§ **Request**:
Copy every line of the items below word for word, but leave out the pictures.

— begin —

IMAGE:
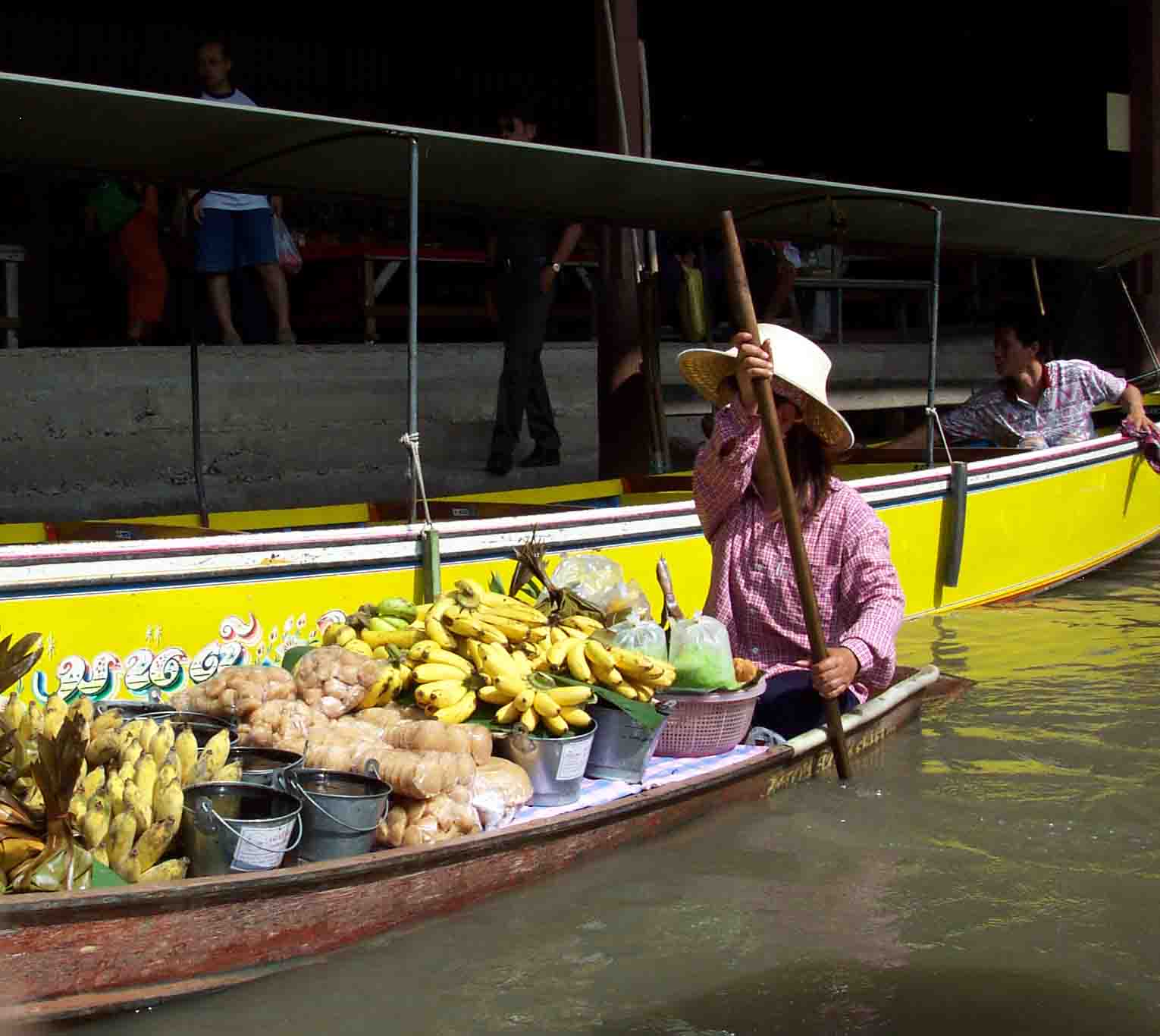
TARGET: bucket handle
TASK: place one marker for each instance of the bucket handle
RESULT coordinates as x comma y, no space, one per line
328,815
219,819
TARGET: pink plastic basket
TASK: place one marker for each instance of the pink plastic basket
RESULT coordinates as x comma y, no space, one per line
708,724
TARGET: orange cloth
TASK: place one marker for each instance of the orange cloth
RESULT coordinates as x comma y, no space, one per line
137,243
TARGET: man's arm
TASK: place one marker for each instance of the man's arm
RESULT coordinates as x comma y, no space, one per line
563,253
1133,403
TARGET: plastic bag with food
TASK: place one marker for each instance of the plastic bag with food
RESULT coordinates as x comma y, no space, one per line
334,680
237,690
600,582
701,653
646,637
501,788
282,724
422,823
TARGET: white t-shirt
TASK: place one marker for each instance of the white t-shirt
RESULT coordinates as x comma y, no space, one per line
227,199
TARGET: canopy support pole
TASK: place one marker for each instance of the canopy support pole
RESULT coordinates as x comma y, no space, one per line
932,370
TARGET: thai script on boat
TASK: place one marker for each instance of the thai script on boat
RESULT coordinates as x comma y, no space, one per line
166,670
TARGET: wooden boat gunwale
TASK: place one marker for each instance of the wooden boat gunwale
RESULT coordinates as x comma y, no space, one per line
299,907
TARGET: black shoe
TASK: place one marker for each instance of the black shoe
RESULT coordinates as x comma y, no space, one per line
542,457
499,463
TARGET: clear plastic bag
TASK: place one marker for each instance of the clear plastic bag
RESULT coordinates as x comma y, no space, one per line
646,637
289,256
701,653
600,582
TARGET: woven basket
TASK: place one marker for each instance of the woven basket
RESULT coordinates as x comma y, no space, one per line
708,724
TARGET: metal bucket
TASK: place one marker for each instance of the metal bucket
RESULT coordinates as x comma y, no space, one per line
231,826
555,766
623,747
266,766
340,812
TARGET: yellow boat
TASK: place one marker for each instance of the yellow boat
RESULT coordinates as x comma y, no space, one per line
140,607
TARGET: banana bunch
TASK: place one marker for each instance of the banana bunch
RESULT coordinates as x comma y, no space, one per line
632,673
475,613
527,698
128,805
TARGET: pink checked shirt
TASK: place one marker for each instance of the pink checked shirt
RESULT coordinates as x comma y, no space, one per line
753,591
1071,389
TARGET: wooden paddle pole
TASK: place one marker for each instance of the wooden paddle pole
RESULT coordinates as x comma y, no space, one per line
742,302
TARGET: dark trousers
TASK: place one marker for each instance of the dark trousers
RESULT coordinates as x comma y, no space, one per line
523,312
789,705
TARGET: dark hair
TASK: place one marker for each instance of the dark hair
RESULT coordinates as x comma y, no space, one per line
521,107
219,42
1029,326
811,468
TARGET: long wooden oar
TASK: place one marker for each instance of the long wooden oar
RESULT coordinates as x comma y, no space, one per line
748,318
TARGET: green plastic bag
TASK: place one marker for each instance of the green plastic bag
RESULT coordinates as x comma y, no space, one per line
691,304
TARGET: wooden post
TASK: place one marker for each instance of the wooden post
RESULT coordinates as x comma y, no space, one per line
622,402
1144,59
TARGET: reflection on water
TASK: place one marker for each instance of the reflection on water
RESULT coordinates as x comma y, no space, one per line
994,865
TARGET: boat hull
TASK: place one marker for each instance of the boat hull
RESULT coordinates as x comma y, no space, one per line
123,620
99,952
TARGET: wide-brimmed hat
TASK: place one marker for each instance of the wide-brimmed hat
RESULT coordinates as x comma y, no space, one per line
799,374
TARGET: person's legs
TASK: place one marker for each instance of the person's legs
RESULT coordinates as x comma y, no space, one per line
256,247
216,259
790,705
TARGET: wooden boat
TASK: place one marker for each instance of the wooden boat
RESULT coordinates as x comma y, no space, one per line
96,952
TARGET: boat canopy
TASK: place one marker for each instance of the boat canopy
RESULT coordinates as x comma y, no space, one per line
52,123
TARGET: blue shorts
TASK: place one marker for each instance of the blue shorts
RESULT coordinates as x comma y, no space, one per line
230,239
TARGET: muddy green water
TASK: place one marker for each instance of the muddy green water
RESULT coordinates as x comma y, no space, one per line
994,868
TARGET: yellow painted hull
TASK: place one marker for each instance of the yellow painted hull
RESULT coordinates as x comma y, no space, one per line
123,619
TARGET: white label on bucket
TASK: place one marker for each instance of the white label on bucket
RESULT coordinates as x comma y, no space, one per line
573,759
262,849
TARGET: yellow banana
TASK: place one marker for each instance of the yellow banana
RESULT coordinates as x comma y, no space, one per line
434,672
172,871
168,802
230,773
403,639
556,724
140,810
569,696
94,781
578,664
459,711
558,653
153,843
162,742
148,732
575,718
446,694
545,705
508,714
96,825
186,746
437,633
115,792
585,623
494,696
122,832
146,775
439,656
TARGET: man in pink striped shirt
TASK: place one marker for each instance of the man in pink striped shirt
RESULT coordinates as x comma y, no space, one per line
753,591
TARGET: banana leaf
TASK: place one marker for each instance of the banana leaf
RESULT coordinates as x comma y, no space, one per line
643,712
293,656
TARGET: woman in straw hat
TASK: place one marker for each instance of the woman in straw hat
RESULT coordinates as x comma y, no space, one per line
753,589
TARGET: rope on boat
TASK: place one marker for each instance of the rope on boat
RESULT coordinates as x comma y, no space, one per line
419,491
933,413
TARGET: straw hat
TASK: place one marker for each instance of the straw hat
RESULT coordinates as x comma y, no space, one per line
799,374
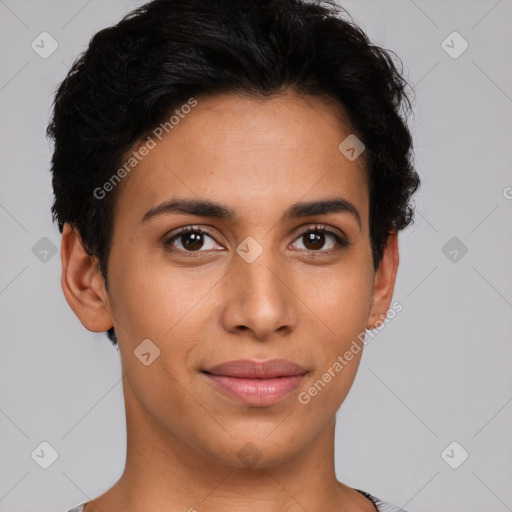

— end —

§ **Solution to the exercise**:
IMAGE:
TARGET: bucket handle
TASK: place one marker for each instance of the bucket handle
RESULT coordinates as x comma y, no space, one per line
328,815
219,819
TARGET: pink plastic basket
TASK: place one marker for each instance of the pink plastic basket
RESULT coordinates as x comma y, no space, one per line
708,724
TARGET: orange cloth
TASK: place one marker for each instance of the orange cloth
RESULT coordinates as x comma y, no space, one per line
137,243
TARGET: man's arm
TASK: place one marker for each instance of the man's arm
RESULT coordinates as x comma y, no space, one per line
563,253
1133,403
TARGET: plastic bag with food
TASK: place one marker for each instance of the plastic bag with food
RESULT coordinates as x comma y, no space, one per line
334,680
237,690
600,582
701,653
646,637
501,788
282,724
422,823
TARGET: white t-shirt
TASK: place one marker for each instance of the white t-shirt
RESULT coordinates as x comma y, no space, one per line
227,199
TARGET: canopy support pole
TASK: place one marker for each instance of the canopy support pole
RESULT coordinates as x comma y, no space, one per line
932,370
TARGET: thai script on boat
TASK: place one marker for each instance of the thai script on boat
RESULT coordinates as x comma y, no space, one per line
166,670
TARGET: wooden boat gunwale
TASK: place one marker for each instance of the wooden boat gunwale
RESULT coordinates as x comma y, no space, one per line
299,907
TARGET: black shoe
TASK: place one marker for each instance of the black shoe
RESULT coordinates as x comma y, no space, one per line
542,457
499,463
TARGET: clear plastic bag
TASK: place one marker for each instance of the clear plastic bag
RESULT coordinates as x comma y, no space, one per line
646,637
289,256
701,653
600,582
TARGET: woven basket
TASK: place one marker for each instance of the woven basket
RESULT coordinates as x comma y, no space, one per line
708,724
TARGET: metal bucket
TASK: place one marker for each instance of the metal bucket
RESULT coordinates as x comma y, no space, one per line
231,826
555,766
623,747
266,766
340,812
TARGET: yellow boat
TASK: place one marker for each instance of the yellow boat
RESULT coordinates as x comma y, no space, one per line
140,607
TARGET: banana bunch
TASK: place one marker for each instance of the banana bunch
RESULT coordinates as x comma y, no space, one per line
632,673
475,613
527,698
128,805
TARGET: pink checked shirt
TASK: place one marker for each instance of the pink checked shirt
RESULT coordinates as x comma y, no space, one per line
753,591
1071,389
TARGET: wooden paddle pole
TASK: place one marker for each instance of the wooden paddle pole
RESULT coordinates as x comma y, no space, one per line
742,302
TARGET: dark trousers
TASK: place one marker for each instance of the dark trousers
RESULT coordinates as x comma y, no space, one per line
523,312
789,705
TARGET: dark hair
TASK: place one marker for each instance of the dark hair
RESULT coordinates as x comma y, no space, one per line
521,107
219,42
1029,326
811,468
TARGET: long wooden oar
TASK: place one marker for each instance of the long wooden oar
RESULT coordinates as x comma y, no space, one per line
748,318
TARGET: green plastic bag
TASK: place one marker for each instance of the green plastic bag
RESULT coordinates as x comma y, no space, one per line
691,304
TARGET: wooden post
TASK: place one marker for each instance of the wooden post
RESULT coordinates as x comma y, no space, one per line
622,402
1144,59
TARGET: reflection on water
TASK: place one marker for each instance of the reflection on water
RESULT coordinates as x comma y, no space, one per line
994,865
TARGET: boat hull
TASK: place one marker for each instance of the boat hull
RESULT coordinates as x comma y, no space, one per line
123,620
99,952
TARGET: wide-brimmed hat
TASK: place one marker for each instance of the wide-brimmed hat
RESULT coordinates as x comma y, no space, one per line
799,374
TARGET: person's legs
TASK: place one marker for each instance of the person's legs
RESULT coordinates as x comma y, no space, one per line
256,247
216,259
790,705
TARGET: wooden boat
TASK: place one marker for each instance of the wooden boat
RESULT coordinates as x comma y, no space, one per line
96,952
TARGET: boat canopy
TASK: place one marker for each instance of the boat canopy
RESULT coordinates as x comma y, no space, one per line
52,123
TARGET: blue shorts
TASK: place one marker for each instance of the blue shorts
RESULT coordinates as x comma y, no space, one per line
230,239
TARGET: muddy green water
TASK: place one marker for each instance of the muddy green water
RESULT coordinates as x comma y, no space, one per line
994,868
TARGET: yellow painted hull
TASK: place one marker for each instance of the yellow painted hull
RESULT coordinates as x comma y, no space, one per line
123,619
TARGET: white label on bucket
TASK: place one marker for each instance of the white label on bucket
RESULT coordinates as x comma y, no space, one per line
573,759
262,849
TARGET: yellow banana
TASK: place one marker for each instance of the yellow banana
RESULT coordinates as x comma y, no space, one per line
434,672
172,871
168,802
230,773
403,639
556,724
140,810
569,696
94,781
578,664
459,711
558,653
153,843
162,742
148,732
575,718
446,694
545,705
508,714
96,825
186,746
437,633
115,792
585,623
494,696
122,832
146,775
439,656
TARGET: man in pink striped shirt
TASK: place one marker for each instance of the man in pink striped shirt
RESULT coordinates as x comma y, no space, one per line
753,591
TARGET: banana leaf
TASK: place one marker for each instance of the banana leaf
RESULT coordinates as x comma y, no space, one per line
643,712
293,656
TARGET: woman in straw hat
TASK: place one marker for each instance of the woman in straw hat
RESULT coordinates as x comma y, no space, one per line
753,589
TARGET: rope on boat
TASK: place one marker for each instance of the rope on boat
RESULT coordinates as x comma y, no space, one per line
419,491
933,413
TARGET: straw hat
TASK: place one marker for each instance of the straw hat
RESULT coordinates as x comma y, no space, one per line
799,374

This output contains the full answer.